Begin Dataset entries

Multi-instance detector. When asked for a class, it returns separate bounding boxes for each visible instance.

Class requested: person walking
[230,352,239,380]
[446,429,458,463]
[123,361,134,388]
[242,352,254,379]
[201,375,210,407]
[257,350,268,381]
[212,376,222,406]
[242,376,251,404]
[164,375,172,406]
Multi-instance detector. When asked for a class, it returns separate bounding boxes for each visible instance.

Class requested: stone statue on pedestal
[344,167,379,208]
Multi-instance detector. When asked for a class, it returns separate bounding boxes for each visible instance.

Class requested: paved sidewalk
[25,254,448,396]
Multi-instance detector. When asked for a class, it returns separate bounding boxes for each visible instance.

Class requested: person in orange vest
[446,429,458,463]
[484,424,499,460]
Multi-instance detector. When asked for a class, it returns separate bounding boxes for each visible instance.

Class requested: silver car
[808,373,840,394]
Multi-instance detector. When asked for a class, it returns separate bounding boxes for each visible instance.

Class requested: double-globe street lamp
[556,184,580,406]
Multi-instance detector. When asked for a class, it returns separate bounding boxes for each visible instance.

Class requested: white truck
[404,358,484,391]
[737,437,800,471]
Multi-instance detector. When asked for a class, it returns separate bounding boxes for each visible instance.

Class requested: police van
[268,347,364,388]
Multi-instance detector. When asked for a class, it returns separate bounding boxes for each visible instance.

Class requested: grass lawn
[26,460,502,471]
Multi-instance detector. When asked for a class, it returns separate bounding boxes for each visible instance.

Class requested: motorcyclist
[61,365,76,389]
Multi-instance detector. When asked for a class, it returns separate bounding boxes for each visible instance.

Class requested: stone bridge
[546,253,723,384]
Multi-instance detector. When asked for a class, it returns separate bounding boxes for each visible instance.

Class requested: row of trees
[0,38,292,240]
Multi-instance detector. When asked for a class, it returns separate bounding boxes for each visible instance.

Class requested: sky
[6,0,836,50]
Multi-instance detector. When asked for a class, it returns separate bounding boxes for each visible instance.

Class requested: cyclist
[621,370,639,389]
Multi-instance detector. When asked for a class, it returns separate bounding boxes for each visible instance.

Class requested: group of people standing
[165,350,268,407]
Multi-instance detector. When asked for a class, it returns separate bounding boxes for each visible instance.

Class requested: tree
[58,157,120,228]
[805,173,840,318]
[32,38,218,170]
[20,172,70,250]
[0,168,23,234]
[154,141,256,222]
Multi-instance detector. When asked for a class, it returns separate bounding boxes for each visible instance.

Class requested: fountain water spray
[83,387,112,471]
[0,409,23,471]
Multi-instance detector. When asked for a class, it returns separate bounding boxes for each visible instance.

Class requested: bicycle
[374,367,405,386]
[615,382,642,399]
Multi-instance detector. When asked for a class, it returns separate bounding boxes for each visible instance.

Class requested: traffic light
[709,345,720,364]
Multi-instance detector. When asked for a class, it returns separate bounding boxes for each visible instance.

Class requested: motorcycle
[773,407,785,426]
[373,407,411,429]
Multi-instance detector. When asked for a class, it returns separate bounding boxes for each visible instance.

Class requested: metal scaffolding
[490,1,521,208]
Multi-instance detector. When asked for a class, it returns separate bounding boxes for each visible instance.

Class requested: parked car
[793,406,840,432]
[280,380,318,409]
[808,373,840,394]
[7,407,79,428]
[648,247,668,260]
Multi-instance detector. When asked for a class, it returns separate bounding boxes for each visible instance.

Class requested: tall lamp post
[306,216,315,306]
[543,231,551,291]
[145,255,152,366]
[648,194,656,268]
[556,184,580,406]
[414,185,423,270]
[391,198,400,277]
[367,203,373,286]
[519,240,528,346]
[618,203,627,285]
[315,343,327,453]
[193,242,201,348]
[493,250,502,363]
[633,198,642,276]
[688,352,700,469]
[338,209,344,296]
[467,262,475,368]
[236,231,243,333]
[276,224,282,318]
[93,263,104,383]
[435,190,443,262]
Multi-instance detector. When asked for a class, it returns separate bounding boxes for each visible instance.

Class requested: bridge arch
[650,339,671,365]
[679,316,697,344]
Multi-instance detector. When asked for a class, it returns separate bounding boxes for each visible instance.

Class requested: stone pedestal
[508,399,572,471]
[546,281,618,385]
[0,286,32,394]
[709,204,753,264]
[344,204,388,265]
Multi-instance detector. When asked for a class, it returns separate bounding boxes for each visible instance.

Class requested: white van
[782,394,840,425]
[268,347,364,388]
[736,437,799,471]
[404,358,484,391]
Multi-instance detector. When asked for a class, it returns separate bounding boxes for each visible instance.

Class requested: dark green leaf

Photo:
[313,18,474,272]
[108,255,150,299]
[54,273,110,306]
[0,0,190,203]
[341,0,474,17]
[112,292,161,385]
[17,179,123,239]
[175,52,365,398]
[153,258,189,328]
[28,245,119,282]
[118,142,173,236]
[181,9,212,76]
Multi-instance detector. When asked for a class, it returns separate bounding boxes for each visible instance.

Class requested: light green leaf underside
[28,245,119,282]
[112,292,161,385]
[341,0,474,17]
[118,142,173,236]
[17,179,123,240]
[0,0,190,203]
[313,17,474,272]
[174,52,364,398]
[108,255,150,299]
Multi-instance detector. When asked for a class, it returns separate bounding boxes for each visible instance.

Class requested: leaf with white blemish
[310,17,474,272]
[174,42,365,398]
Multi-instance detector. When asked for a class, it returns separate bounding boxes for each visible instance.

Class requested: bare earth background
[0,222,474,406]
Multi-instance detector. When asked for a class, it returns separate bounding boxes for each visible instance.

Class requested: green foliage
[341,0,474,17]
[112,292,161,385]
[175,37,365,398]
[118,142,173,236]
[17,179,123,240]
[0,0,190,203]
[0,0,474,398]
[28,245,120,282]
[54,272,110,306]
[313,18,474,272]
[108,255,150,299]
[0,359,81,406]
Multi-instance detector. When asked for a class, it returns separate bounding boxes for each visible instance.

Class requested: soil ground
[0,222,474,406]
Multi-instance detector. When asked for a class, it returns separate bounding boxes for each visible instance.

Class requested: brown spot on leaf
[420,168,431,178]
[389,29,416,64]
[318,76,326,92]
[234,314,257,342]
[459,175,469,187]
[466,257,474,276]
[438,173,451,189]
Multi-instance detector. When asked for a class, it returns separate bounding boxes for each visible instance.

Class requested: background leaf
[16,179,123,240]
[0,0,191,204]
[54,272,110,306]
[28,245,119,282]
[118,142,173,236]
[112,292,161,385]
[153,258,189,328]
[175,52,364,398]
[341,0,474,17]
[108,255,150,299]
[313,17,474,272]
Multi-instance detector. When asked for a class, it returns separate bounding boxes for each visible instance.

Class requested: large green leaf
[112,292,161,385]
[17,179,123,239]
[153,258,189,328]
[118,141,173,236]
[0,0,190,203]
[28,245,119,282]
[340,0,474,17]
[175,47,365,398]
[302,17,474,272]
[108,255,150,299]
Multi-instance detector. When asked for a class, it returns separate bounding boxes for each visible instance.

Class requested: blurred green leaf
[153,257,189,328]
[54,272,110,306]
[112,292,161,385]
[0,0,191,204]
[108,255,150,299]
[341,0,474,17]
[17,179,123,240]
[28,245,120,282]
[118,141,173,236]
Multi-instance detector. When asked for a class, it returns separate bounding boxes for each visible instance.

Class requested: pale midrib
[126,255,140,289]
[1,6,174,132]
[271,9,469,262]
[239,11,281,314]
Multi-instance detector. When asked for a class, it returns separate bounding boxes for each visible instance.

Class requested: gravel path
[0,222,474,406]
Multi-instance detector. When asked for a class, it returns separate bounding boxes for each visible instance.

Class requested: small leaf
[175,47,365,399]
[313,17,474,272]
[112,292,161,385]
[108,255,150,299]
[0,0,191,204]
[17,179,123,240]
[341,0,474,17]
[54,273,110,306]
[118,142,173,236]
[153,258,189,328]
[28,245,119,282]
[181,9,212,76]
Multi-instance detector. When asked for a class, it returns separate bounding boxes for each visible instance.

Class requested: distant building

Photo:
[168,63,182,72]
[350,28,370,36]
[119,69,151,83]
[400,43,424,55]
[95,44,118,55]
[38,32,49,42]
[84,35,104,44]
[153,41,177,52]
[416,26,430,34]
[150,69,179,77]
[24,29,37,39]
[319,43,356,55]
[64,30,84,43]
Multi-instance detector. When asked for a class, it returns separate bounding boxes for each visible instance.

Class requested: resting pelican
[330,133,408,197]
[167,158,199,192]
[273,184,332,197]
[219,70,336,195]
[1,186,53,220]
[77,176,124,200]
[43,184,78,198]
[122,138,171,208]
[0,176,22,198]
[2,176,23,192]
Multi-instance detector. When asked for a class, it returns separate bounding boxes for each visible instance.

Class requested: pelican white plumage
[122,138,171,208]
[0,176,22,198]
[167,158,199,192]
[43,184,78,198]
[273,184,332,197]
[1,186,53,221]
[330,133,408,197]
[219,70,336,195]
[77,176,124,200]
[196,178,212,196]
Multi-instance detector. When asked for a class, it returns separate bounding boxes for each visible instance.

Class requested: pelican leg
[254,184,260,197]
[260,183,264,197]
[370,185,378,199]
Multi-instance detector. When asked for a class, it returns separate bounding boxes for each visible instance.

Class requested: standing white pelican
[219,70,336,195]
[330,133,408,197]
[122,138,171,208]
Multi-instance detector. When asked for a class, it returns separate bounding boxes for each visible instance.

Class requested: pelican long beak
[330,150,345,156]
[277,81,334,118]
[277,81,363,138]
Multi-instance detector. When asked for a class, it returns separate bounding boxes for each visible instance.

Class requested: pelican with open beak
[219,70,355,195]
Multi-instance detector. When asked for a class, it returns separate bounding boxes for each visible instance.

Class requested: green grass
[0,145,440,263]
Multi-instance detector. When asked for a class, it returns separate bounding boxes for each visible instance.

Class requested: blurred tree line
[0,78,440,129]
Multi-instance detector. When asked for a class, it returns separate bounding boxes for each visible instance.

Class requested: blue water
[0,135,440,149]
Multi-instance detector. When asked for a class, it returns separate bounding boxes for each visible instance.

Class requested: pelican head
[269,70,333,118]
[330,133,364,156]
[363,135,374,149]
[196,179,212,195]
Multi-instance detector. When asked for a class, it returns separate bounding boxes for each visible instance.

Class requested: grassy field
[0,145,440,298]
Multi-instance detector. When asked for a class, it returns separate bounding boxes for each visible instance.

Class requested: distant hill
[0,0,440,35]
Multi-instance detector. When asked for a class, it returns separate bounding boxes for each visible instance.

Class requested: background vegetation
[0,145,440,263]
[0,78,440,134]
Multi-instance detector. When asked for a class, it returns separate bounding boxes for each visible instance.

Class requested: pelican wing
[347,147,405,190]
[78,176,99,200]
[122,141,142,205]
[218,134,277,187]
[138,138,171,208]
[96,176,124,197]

End Dataset entries

__Objective__: Rewrite the lines from the first one through the line containing "[164,375,172,406]", replacing "person walking" with "pedestrian" and leaving everything else unchanged.

__Result for this task__:
Multi-instance detector. When asked for a class, it returns separate bounding boxes for each visible instance.

Class requested: pedestrian
[230,352,239,380]
[446,429,458,463]
[123,361,134,388]
[242,352,254,379]
[201,375,210,407]
[257,350,268,381]
[212,376,222,406]
[242,376,251,404]
[164,375,172,406]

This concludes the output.